[Excerpt provided]
It is worth pointing out that when the inexact Newton method is applied to find an approximate solution of (27) the value of barrier term \(\mu \) remains constant. This is independent of which mechanism is used to choose the stepsize (either Lines 8–10 of Algorithm 2 or the backtracking strategy suggested in Algorithm 3). Moreover, letting \(\varDelta \tilde{S}=(S_{\ell }^{-1} \odot S_{\ell }^{-1} )\varDelta S\) the linear system (28) may be rewritten as

$$\begin{aligned} \begin{bmatrix} (S_{\ell } \odot S_{\ell } )&\quad {{\mathcal {A}}}^T \\ {{\mathcal {A}}}&\quad 0 \end{bmatrix} \begin{bmatrix} \varDelta \tilde{S} \\ \varDelta y \end{bmatrix} = -\begin{bmatrix} 0 \\ r_{\ell } + b/\mu - {{\mathcal {A}}}( S_{\ell }^{-1}) \end{bmatrix}. \end{aligned}$$

Its coefficient matrix is nonsingular provided that \(S_{\ell }\succ 0\) and this is indeed the case since \(\mu \) is a fixed positive constant in this context. Therefore \(\tilde{F}'_{\mu }(y_{\ell },S_{\ell })\) is nonsingular for any \(\ell \ge 0\).

[Record set]
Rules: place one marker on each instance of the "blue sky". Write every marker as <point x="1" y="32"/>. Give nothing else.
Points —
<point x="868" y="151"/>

* * *

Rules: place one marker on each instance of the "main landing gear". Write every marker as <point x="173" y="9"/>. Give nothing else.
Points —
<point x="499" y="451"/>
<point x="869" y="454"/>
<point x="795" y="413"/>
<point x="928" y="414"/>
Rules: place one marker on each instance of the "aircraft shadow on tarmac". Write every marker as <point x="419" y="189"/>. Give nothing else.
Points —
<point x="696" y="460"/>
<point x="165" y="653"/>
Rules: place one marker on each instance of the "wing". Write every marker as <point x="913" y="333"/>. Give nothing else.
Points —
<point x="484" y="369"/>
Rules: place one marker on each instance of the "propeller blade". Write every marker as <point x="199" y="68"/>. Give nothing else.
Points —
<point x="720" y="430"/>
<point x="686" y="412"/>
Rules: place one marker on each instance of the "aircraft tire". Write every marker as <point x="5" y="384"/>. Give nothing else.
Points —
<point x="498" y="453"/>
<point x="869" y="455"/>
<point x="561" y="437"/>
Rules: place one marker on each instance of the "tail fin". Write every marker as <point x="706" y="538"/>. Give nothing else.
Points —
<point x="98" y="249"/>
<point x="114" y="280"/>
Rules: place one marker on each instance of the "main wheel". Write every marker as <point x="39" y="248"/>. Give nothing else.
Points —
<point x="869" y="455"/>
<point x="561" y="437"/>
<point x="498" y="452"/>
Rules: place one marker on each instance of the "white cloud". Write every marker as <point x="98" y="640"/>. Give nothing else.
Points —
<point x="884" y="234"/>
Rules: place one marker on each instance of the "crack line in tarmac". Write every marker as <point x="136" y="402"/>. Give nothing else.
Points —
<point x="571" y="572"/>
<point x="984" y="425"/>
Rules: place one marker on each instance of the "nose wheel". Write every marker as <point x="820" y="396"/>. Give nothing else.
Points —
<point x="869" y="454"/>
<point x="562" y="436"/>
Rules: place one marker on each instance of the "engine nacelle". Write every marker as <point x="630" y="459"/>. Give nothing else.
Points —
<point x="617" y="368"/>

==

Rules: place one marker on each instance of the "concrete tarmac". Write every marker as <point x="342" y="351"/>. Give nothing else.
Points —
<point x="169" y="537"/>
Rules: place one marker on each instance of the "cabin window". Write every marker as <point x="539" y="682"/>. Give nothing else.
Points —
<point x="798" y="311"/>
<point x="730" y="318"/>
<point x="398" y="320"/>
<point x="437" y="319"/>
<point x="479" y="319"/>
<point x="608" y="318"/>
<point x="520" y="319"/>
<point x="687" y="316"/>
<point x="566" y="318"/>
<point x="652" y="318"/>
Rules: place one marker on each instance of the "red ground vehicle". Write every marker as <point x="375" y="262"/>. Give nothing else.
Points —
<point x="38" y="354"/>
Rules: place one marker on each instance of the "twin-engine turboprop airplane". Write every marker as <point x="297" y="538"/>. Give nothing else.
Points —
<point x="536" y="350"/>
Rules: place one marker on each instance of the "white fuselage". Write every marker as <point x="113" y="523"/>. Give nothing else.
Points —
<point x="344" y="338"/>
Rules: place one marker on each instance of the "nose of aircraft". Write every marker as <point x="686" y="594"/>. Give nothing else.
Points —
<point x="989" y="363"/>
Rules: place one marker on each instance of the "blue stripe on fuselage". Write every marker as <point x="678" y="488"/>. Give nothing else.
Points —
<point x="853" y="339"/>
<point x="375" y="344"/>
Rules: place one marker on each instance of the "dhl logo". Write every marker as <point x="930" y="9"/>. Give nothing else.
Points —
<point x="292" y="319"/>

[Brief 1] List each algorithm and each parenthesized number that the excerpt on the inexact Newton method refers to.
[Brief 2] Print everything in the excerpt on the inexact Newton method from "Its coefficient matrix" down to "any \(\ell \ge 0\).".

[Task result 1] (27), Algorithm 2, Algorithm 3, (28)

[Task result 2]
Its coefficient matrix is nonsingular provided that \(S_{\ell }\succ 0\) and this is indeed the case since \(\mu \) is a fixed positive constant in this context. Therefore \(\tilde{F}'_{\mu }(y_{\ell },S_{\ell })\) is nonsingular for any \(\ell \ge 0\).